• [The input]:
++++++++++
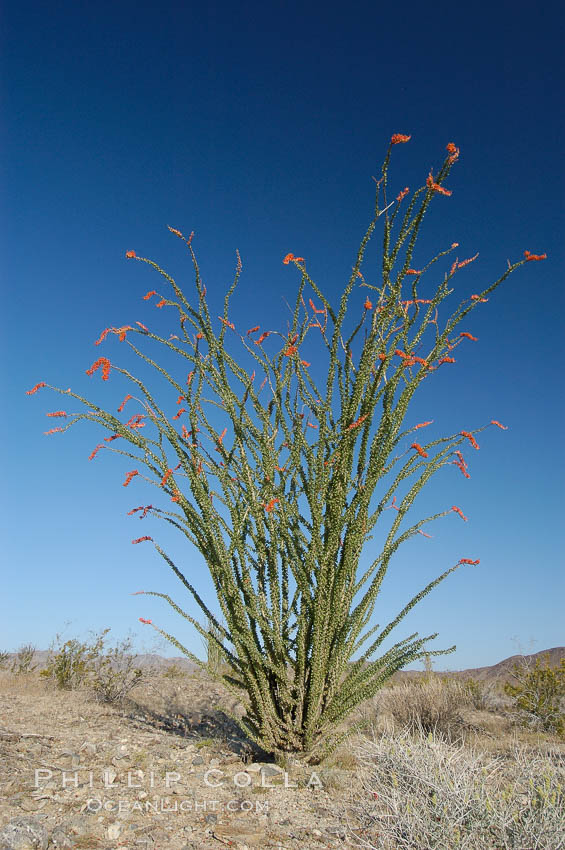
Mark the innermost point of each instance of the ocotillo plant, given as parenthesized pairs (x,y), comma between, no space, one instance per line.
(302,477)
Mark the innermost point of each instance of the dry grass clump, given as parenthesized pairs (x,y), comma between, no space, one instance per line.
(431,704)
(425,793)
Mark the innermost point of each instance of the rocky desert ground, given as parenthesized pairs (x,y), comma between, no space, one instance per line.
(168,770)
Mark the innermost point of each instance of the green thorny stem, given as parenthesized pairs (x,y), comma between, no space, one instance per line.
(287,583)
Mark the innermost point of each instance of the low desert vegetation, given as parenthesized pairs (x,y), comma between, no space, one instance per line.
(538,693)
(422,791)
(306,472)
(434,777)
(109,673)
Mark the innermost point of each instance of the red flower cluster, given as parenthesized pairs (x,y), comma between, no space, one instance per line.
(291,258)
(453,152)
(419,449)
(96,450)
(470,438)
(129,476)
(101,362)
(226,323)
(435,187)
(460,463)
(36,388)
(357,422)
(123,404)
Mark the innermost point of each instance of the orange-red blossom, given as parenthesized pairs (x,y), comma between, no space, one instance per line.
(96,450)
(290,257)
(453,152)
(419,449)
(357,422)
(470,438)
(226,323)
(123,404)
(129,476)
(36,388)
(101,362)
(435,187)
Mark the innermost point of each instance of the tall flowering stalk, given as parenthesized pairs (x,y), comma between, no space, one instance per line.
(282,499)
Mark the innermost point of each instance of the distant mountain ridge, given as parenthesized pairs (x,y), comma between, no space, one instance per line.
(502,670)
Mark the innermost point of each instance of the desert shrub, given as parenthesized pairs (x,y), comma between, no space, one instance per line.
(70,663)
(538,692)
(109,673)
(23,660)
(483,696)
(173,671)
(114,673)
(428,794)
(430,704)
(306,472)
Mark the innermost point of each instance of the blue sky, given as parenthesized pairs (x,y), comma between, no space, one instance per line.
(260,126)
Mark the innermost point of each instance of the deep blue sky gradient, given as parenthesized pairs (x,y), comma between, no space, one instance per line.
(260,126)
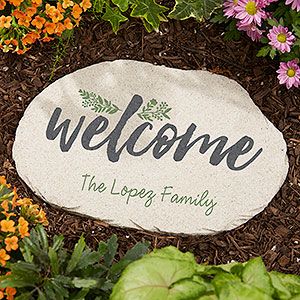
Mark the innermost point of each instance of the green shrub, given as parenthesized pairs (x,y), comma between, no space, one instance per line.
(169,274)
(50,272)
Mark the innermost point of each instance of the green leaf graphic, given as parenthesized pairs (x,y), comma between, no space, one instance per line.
(155,111)
(97,103)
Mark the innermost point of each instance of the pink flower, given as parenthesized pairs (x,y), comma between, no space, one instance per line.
(280,38)
(252,31)
(250,11)
(295,4)
(289,74)
(230,8)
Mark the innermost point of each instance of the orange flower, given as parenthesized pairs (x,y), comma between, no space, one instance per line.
(30,11)
(16,3)
(10,292)
(5,22)
(23,230)
(4,204)
(37,2)
(25,21)
(76,11)
(2,6)
(3,257)
(85,4)
(67,3)
(38,22)
(49,28)
(68,24)
(11,243)
(59,7)
(7,226)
++++++++++
• [Problem]: Write the records out exactly, dropping every image.

• [Solution below]:
Mark the innermost point of each instance of the ocotillo plant, given as parenthesized pairs (x,y), comma between, no space, one instance per line.
(302,477)
Mark the innermost point of each instance of the dry grass clump, given as parenthesized pairs (x,y), comma between, no space, one instance per line.
(431,704)
(425,793)
Mark the innermost point of each instance of the rocky desert ground, given as parenthesized pairs (x,y), comma between, no space, one instance per line.
(168,770)
Mark the innermost point of each instance of the green thorny stem, given as parenthesized pairs (x,y), comma between, no space, one instance per line.
(287,583)
Mark the innermost point of each instance of the low desert vegetation, given as parenthesized pairs (x,y), comma between, no space, one instance per line.
(538,693)
(422,791)
(306,472)
(434,777)
(109,673)
Mark the innermost point of each instance of the red flower cluster, given as parenthesized pairs (x,y), comma between, no space, one instance per line.
(291,258)
(453,152)
(419,449)
(96,450)
(470,438)
(129,476)
(101,362)
(226,323)
(435,187)
(460,463)
(36,388)
(357,422)
(123,404)
Mark the innermost point of each instance of the orange-red blossom, given as parenthesized pairs (x,y), comma between, no space, one instance per line.
(96,450)
(290,257)
(453,152)
(419,449)
(357,422)
(470,438)
(226,323)
(123,404)
(129,476)
(36,388)
(101,362)
(435,187)
Mark the innermost point of each instance of the tall flowering stalk, given as parenthesized pairs (x,y), comma between, no space, one instance per line.
(282,499)
Mark the innermost point of each instance of the distant mountain ridge, given as parenthesized pairs (x,y), comma between, no space, one instance per line.
(502,670)
Mark the innermost point of each instance of the desert shrub, given as parenthesized pairs (x,y), comma between, no space, one instance per line.
(70,663)
(538,692)
(109,673)
(23,660)
(483,696)
(173,671)
(114,673)
(428,794)
(430,704)
(306,472)
Mark the innermost point of each instance of the blue sky, given as parenthesized pairs (x,y), comma between, no space, one instance per line.
(260,126)
Mark the innermost point of each instance of the deep blue sky gradient, given as parenthesized pairs (x,y), comma between, no space, one instance per line.
(260,126)
Mark the innermost point of each instance of the green shrub, given as parenthesized pairs (x,y), comma between, no space, one instance per line.
(169,274)
(50,272)
Mark the innermost point of each instance of the green leaf graphic, given as parenthesized pairs (x,y), comma between, no space, one instance per line.
(155,111)
(97,103)
Mark the innermost point of each instance of the pink flower, given as parenthesized pairs (x,y), comma between, no space, one instance per line.
(280,38)
(252,31)
(250,11)
(295,4)
(289,74)
(230,8)
Mark the innermost point of each instance of the orange flower, given as parenthesized pairs (x,y), comma between, no space, one instance per line.
(30,11)
(16,3)
(10,292)
(5,22)
(23,230)
(4,204)
(37,2)
(25,21)
(76,11)
(2,6)
(3,257)
(85,4)
(67,3)
(38,22)
(49,28)
(68,24)
(11,243)
(59,7)
(7,226)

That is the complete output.